__AVAILABLE DATA__.
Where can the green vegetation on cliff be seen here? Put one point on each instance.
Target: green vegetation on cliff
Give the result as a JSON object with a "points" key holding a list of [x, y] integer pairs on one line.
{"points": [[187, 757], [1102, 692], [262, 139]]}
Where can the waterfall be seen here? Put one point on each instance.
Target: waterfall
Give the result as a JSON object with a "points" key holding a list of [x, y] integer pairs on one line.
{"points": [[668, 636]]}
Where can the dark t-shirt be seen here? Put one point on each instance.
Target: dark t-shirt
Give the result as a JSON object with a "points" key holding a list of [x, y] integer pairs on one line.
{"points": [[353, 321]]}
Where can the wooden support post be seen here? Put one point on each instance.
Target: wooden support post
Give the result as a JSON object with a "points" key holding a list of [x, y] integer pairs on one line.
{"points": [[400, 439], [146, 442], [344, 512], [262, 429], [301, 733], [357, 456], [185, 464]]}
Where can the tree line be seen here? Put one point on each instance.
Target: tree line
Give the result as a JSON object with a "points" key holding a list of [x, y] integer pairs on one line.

__TASK PROMPT__. The expected output is every record, repeated exactly.

__PROBLEM SOLUTION__.
Where can the green vegetation on cliff be seen here? Put one point on each instance.
Target: green vegetation on cliff
Give the result as a JSON object with a "points" key holding a list of [x, y] integer pairs on one line.
{"points": [[187, 757], [1102, 692], [262, 139]]}
Where can the waterfall be seen here? Put one point on each instance.
Target: waterfall
Give the result as a JSON object with a "points" key holding a list of [x, y] integer pairs on one line.
{"points": [[668, 636]]}
Where can the dark t-shirt be seen here? Put one point on each instance.
Target: dark t-shirt
Give the result as a JSON object with a "points" key holding a list of [x, y] integer pairs on one line.
{"points": [[353, 321]]}
Where can the wooden support post be seen here? Put one point on each instance.
Target: wooden support post
Give the result as a JSON object with a "points" key holding a list of [x, y] integer pairs on one line.
{"points": [[400, 439], [146, 442], [344, 512], [262, 429], [301, 733], [357, 456], [185, 464]]}
Where can the tree line be seen here? Put one point on each instance.
Target: tree line
Give the result as a JSON object with a "points" key holding a list of [x, y] integer pairs on one line.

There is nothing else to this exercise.